TASK:
Transcribe the listing below exactly, leaving out each image.
____
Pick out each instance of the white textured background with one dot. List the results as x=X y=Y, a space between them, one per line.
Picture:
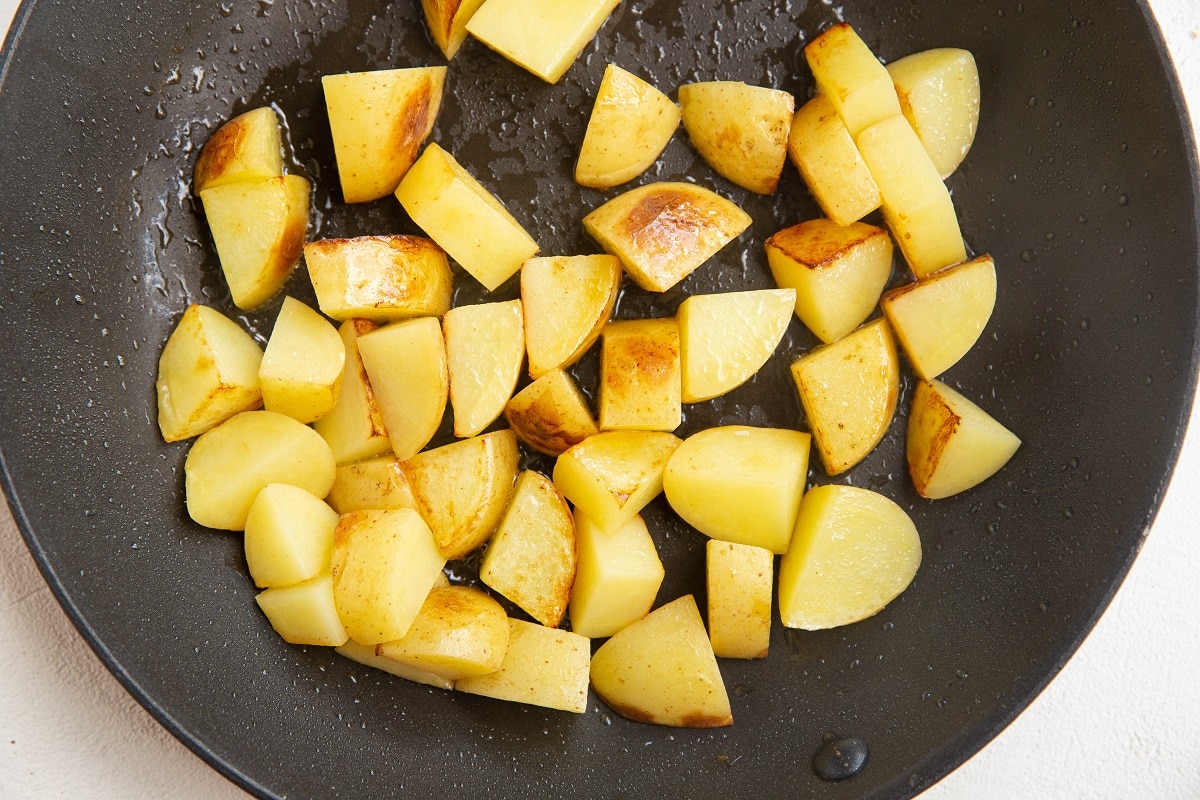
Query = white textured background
x=1121 y=722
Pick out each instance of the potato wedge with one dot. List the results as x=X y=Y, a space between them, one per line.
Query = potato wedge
x=462 y=488
x=382 y=278
x=379 y=120
x=741 y=131
x=228 y=465
x=838 y=272
x=661 y=669
x=853 y=552
x=631 y=124
x=849 y=391
x=664 y=232
x=531 y=558
x=208 y=372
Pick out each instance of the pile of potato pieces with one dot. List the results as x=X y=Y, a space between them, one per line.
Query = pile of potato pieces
x=363 y=570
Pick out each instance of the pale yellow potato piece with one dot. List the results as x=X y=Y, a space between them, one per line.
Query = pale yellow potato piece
x=485 y=349
x=941 y=317
x=376 y=482
x=354 y=427
x=641 y=377
x=631 y=124
x=917 y=205
x=741 y=131
x=462 y=488
x=543 y=666
x=613 y=475
x=664 y=232
x=939 y=92
x=849 y=390
x=289 y=536
x=567 y=301
x=365 y=655
x=531 y=558
x=551 y=414
x=852 y=78
x=382 y=278
x=460 y=632
x=739 y=483
x=616 y=579
x=301 y=370
x=384 y=565
x=448 y=22
x=228 y=465
x=250 y=146
x=739 y=579
x=953 y=444
x=379 y=120
x=661 y=669
x=304 y=613
x=838 y=272
x=208 y=372
x=852 y=553
x=467 y=221
x=406 y=364
x=543 y=36
x=726 y=338
x=258 y=228
x=829 y=162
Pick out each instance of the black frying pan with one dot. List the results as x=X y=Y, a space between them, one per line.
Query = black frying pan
x=1080 y=185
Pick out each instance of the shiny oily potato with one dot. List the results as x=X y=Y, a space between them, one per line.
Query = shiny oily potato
x=531 y=558
x=940 y=318
x=228 y=465
x=543 y=666
x=727 y=337
x=485 y=349
x=739 y=483
x=838 y=272
x=462 y=488
x=661 y=669
x=939 y=92
x=258 y=228
x=567 y=301
x=354 y=427
x=382 y=278
x=953 y=444
x=615 y=474
x=631 y=124
x=849 y=391
x=250 y=146
x=208 y=372
x=466 y=220
x=741 y=131
x=853 y=552
x=551 y=414
x=664 y=232
x=543 y=36
x=379 y=120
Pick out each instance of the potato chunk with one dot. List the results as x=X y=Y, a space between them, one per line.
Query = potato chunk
x=382 y=278
x=467 y=221
x=631 y=124
x=741 y=131
x=207 y=373
x=953 y=444
x=838 y=272
x=664 y=232
x=849 y=391
x=379 y=120
x=661 y=669
x=228 y=465
x=852 y=553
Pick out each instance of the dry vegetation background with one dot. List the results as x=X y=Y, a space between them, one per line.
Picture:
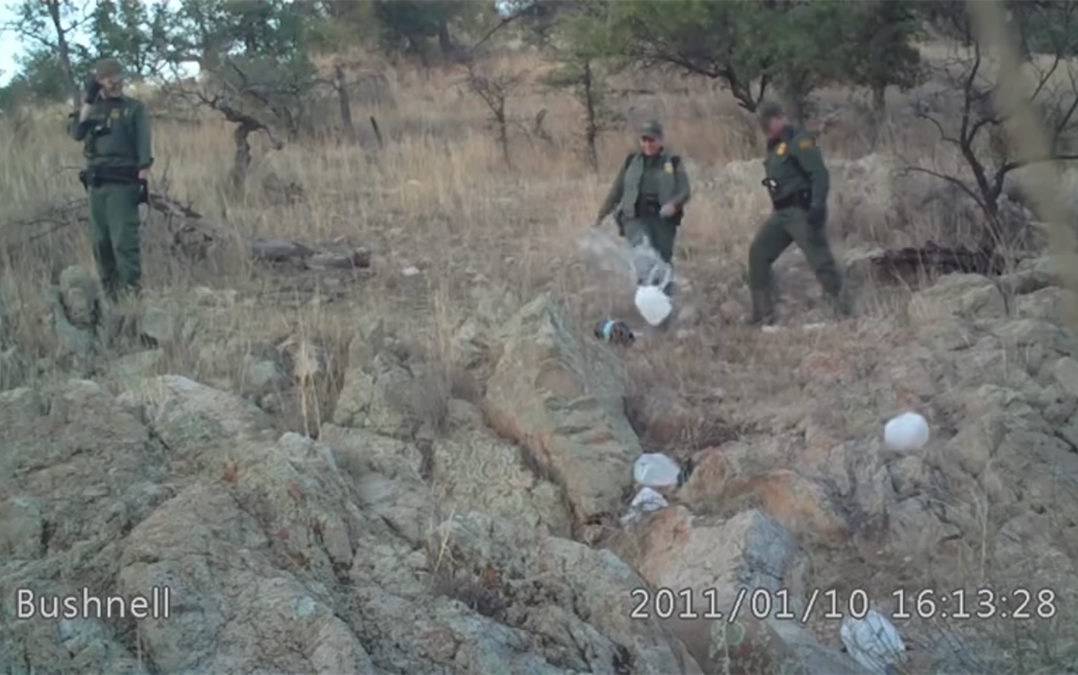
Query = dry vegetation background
x=438 y=196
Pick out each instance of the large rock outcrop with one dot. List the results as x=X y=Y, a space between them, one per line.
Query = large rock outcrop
x=563 y=399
____
EXERCISE RESPONSE:
Pick out each instance of the white textured background with one dot. List the results as x=X y=Y, a space between them, one per line.
Picture:
Query = white textured background
x=1121 y=722
Pick out each instance of the potato wedge with one dot. List the results as x=X y=Y, a space between them, one per line.
Query = potato wedge
x=462 y=488
x=382 y=278
x=379 y=120
x=741 y=131
x=228 y=465
x=838 y=272
x=661 y=669
x=853 y=552
x=631 y=124
x=849 y=391
x=664 y=232
x=531 y=558
x=208 y=372
Pick out each instance of the pile of potato pieces with one dot. List the results as x=X y=Y, a space between them, one per line.
Query = pile of potato pieces
x=363 y=570
Pick out each instance of the pale yellow potato piece with one dot. List the results as x=X y=Y, a space between them, one per line.
Query = pale yellow potato piece
x=485 y=349
x=941 y=317
x=376 y=482
x=354 y=427
x=641 y=377
x=631 y=124
x=917 y=205
x=741 y=131
x=462 y=488
x=543 y=666
x=613 y=475
x=664 y=232
x=939 y=92
x=849 y=390
x=289 y=536
x=567 y=301
x=365 y=655
x=531 y=558
x=551 y=414
x=852 y=78
x=382 y=278
x=460 y=632
x=739 y=483
x=616 y=579
x=301 y=370
x=384 y=565
x=448 y=22
x=228 y=465
x=250 y=146
x=739 y=579
x=953 y=444
x=379 y=120
x=661 y=669
x=304 y=613
x=838 y=272
x=208 y=372
x=852 y=553
x=467 y=221
x=406 y=364
x=543 y=36
x=726 y=338
x=258 y=228
x=829 y=162
Pick out each instance of the black frying pan with one dot. List the results as x=X y=Y, a space between them, one per line.
Query = black frying pan
x=1080 y=185
Pick out each instance of the shiny oily potato with one dot. List the results as x=X y=Y, a space between them, one per line.
Query = shiny oily potato
x=531 y=558
x=940 y=318
x=228 y=465
x=543 y=666
x=727 y=337
x=485 y=349
x=739 y=483
x=838 y=272
x=462 y=488
x=661 y=669
x=939 y=92
x=258 y=228
x=567 y=301
x=354 y=427
x=382 y=278
x=953 y=444
x=615 y=474
x=631 y=124
x=849 y=391
x=250 y=146
x=208 y=372
x=466 y=220
x=741 y=131
x=853 y=552
x=551 y=414
x=664 y=232
x=543 y=36
x=379 y=120
Pick out each instance of the potato chunk with one dot. List the results as x=X y=Y, a space between them, one per line.
Query = potato chunk
x=382 y=278
x=467 y=221
x=631 y=124
x=741 y=131
x=207 y=373
x=953 y=444
x=838 y=272
x=664 y=232
x=849 y=391
x=379 y=120
x=661 y=669
x=228 y=465
x=852 y=553
Pick out each instance of the dry vegetation background with one dot. List the results as x=X y=Y, a space between them, one per line.
Picture:
Query = dry vegetation background
x=438 y=196
Pick out each instance of the large rock outcrop with one dot. List the results as x=X y=Y, a space between them, one per line.
Query = large rock outcrop
x=563 y=399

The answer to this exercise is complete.